▶ DATA FOR PROCESSING

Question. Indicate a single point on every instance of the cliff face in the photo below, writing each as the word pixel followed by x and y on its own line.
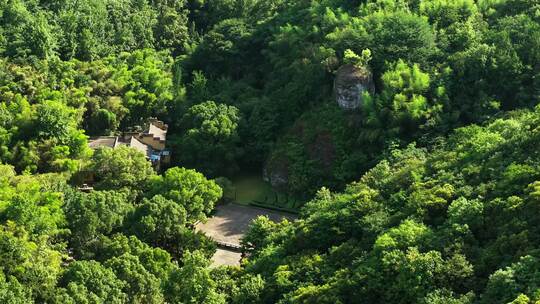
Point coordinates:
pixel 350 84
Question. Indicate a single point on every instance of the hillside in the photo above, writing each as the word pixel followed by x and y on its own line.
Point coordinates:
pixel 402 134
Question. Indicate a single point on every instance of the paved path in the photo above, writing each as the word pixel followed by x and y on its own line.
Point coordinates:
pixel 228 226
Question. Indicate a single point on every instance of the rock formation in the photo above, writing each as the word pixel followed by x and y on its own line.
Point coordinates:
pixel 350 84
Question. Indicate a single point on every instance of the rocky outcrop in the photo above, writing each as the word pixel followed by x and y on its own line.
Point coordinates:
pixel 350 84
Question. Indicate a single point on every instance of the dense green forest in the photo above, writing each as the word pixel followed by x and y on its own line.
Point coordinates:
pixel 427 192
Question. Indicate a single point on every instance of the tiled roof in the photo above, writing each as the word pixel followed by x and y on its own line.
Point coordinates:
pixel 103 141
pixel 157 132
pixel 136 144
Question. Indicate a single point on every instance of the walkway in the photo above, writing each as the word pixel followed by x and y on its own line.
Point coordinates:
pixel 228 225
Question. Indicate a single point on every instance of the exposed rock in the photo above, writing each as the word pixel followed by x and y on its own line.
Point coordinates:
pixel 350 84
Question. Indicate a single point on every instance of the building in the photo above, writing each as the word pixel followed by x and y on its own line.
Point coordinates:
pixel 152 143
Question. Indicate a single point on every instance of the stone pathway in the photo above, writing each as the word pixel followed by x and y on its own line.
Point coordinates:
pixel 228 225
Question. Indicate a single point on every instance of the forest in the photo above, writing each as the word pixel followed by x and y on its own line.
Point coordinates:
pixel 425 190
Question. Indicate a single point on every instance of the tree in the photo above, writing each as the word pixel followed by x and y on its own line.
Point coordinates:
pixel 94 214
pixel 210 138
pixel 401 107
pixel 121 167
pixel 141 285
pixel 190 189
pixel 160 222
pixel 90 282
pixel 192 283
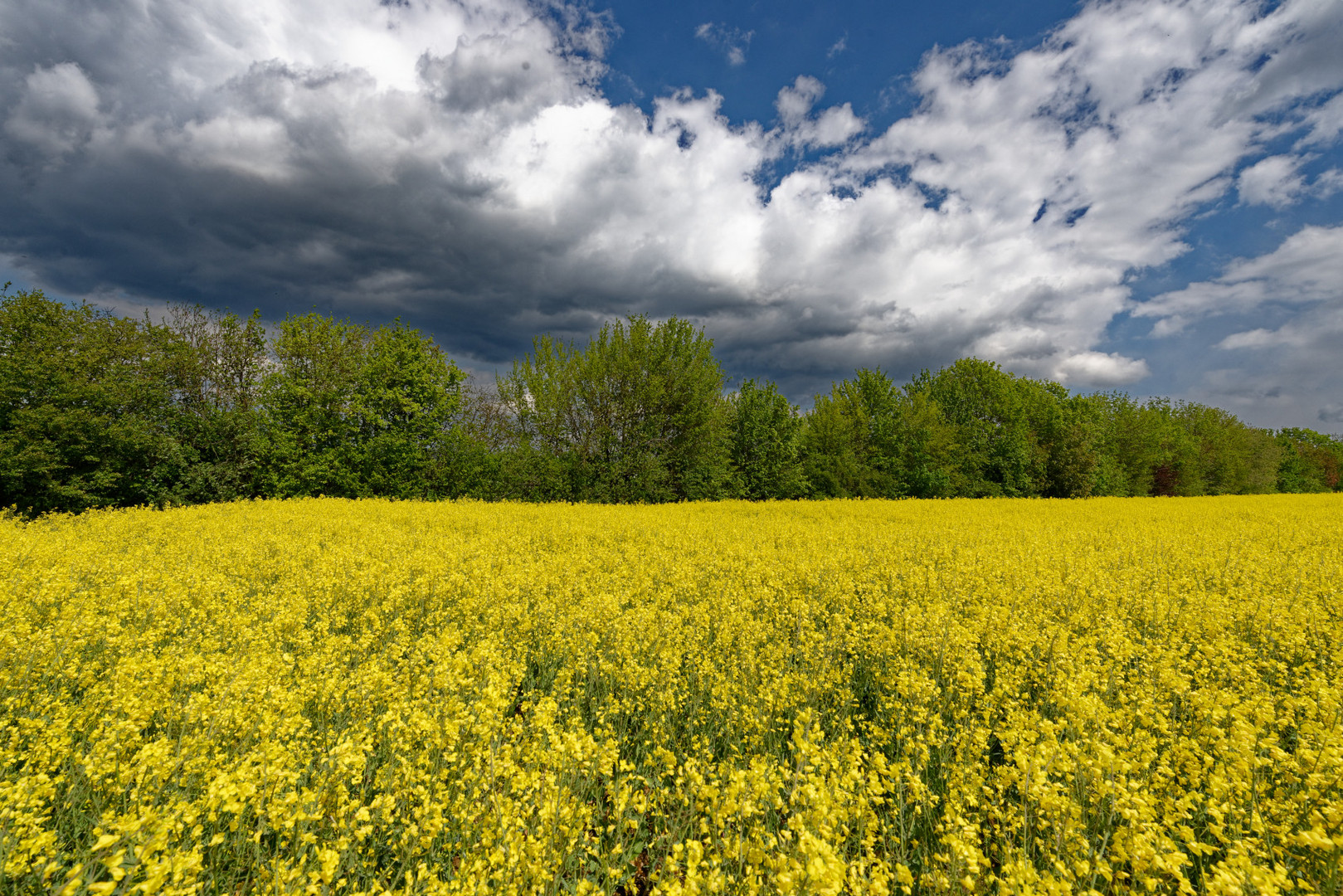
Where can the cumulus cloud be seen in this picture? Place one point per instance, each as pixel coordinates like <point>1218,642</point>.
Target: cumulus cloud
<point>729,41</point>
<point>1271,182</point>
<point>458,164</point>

▶ WHAT YOU NEED TO DO
Extract each line holding the word "forest" from the records.

▶ ANSWER TO THIS EXERCISE
Question. Indicate a single point on every instance of the dense green forest in the photo above, writing each as the word pixel followed by x and y on its own line.
Question. Indicate a single point on every instance of the forest in the photo above, writing each as the word pixel followed by x and y on its own line.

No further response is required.